[START OF RECORDS TO PROCESS]

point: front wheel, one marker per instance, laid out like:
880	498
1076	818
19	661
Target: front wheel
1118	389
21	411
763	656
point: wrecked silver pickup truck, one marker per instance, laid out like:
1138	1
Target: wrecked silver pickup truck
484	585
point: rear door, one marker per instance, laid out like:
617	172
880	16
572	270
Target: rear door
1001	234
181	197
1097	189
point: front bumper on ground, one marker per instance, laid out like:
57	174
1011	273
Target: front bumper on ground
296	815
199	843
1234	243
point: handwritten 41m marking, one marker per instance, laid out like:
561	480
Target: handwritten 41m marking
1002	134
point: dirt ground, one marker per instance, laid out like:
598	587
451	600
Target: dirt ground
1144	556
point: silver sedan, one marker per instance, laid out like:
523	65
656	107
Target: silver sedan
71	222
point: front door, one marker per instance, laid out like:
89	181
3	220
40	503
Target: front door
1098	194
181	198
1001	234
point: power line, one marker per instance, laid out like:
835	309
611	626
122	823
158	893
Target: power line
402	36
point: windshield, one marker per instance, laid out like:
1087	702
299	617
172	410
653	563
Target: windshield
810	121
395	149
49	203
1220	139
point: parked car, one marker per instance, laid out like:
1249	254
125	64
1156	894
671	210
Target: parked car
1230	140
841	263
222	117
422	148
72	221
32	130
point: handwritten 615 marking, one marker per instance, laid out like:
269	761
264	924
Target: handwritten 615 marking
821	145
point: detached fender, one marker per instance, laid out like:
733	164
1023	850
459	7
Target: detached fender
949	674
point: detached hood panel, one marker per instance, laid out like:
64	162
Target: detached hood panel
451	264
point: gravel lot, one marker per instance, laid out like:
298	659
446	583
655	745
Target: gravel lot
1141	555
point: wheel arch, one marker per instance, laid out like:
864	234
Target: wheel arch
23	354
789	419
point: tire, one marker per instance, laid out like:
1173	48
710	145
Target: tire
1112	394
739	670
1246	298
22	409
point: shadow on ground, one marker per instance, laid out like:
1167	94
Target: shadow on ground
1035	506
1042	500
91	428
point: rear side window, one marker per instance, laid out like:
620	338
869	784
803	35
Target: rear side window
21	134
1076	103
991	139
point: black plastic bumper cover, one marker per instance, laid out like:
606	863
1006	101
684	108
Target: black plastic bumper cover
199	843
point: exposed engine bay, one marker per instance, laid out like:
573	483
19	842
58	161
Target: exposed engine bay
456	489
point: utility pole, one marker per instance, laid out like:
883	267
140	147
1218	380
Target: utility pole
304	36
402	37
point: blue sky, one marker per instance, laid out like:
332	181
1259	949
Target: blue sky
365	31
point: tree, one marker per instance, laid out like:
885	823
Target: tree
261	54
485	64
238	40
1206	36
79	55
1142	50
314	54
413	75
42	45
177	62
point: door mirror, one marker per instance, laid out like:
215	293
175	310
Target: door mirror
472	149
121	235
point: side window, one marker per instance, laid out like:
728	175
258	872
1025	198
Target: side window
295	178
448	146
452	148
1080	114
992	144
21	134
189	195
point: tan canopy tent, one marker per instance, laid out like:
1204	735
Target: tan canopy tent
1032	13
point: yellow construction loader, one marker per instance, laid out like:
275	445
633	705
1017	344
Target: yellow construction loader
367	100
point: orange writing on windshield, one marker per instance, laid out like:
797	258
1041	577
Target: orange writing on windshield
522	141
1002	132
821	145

[END OF RECORDS TO PROCESS]

▸ **WHAT YOU HAVE TO DO**:
Write the material out exactly, with nothing left out.

▸ **TASK OUTPUT**:
point: front wheel, one marker per instance, laid out like:
880	498
1076	818
19	661
Target: front wheel
1118	389
21	411
763	656
point: wrecked silver pickup truck, one marker per instance, laid out like:
1138	1
Target: wrecked silver pickup truck
484	585
point: rear door, one marker per instance, laid out like:
617	172
880	16
572	270
Target: rear door
1001	234
181	197
1097	189
point: front bumper on ground, one marker per instance, laid out like:
57	174
1011	273
Target: front bumper on ground
296	815
199	843
1234	243
point: handwritten 41m marking, one marker per instance, laid out like:
561	480
Target: handwritten 41m marking
1002	134
point: dirt ground, one marker per instance, laid out like:
598	587
451	600
Target: dirt ground
1144	556
point: silver sedan, one marker per instance, laid out like:
523	65
656	107
Target: silver sedan
71	222
point: front door, one marker per instance, laid out like:
89	181
3	220
40	503
Target: front door
1098	194
181	198
1001	234
point: power line, one marker per instance, laid out like:
835	309
611	626
122	823
158	893
Target: power line
402	36
point: windshield, one marker per instance, laid out like:
1087	702
299	617
172	410
653	563
Target: windshield
810	121
395	149
49	203
1220	139
point: parked car, one marker per instance, laid out like:
1249	254
125	64
1156	894
671	210
Target: parked car
1230	140
841	263
222	117
422	148
72	221
32	130
point: handwritten 615 marking, one marker per instance, laid out like:
269	761
264	924
Target: handwritten 615 marking
821	145
point: detached fender, one marker per instance, laid out like:
733	164
1023	850
459	7
Target: detached fender
949	674
point: detached hood panel, one marker per instance, laid out like:
64	162
Target: detached hood panel
451	264
point: gravel lot, one marker per instance, laid out like:
298	659
446	583
655	745
Target: gravel lot
1141	555
point: wheel arch, one marker per instance, laid out like:
864	234
Target: wheel arch
23	354
789	419
point: tire, one marker per instance, laid out like:
1173	48
710	145
Target: tire
1112	394
739	670
1246	298
22	409
point: shadow on ground, one marker per instance, laid out like:
1167	94
Target: shadow on ground
1035	506
1042	500
91	428
point: rear side window, one marker per instance, laid out like:
620	338
869	784
803	35
Target: rear side window
21	134
1076	103
991	139
point: black plastic bumper cover, one marker per instance, laid out like:
606	863
1006	101
684	108
Target: black plastic bumper cover
199	843
point: exposed engine bay, one marker per instance, laid out like:
573	483
19	842
58	161
Target: exposed engine bay
456	489
point: utility pole, one marker per instance, laid out like:
883	267
140	147
1218	380
Target: utility pole
304	36
402	37
point: blue sky, one marker per instance, laid out like:
332	181
1259	949
Target: blue sky
365	31
point: tree, one marker per instance, laid out like:
885	823
Target: tree
261	54
485	64
238	40
1206	36
79	55
1142	50
314	54
413	75
42	45
177	62
point: door mirror, one marker per instance, laid out like:
215	293
175	310
Target: door mirror
472	149
121	235
point: side window, one marker per instance, laid out like:
728	175
258	872
1025	198
Target: side window
295	178
448	146
452	148
1080	114
992	144
21	134
189	195
point: tan canopy tent, one marker per instance, laid out like:
1204	735
Target: tan canopy tent
1032	13
point: yellow construction loader, one marker per instance, laid out like:
275	445
633	705
1017	344
Target: yellow construction loader
367	100
point: orange writing on windshield, one marker per instance, laid out like:
797	258
1041	577
Target: orange writing on windshield
522	141
1002	132
821	145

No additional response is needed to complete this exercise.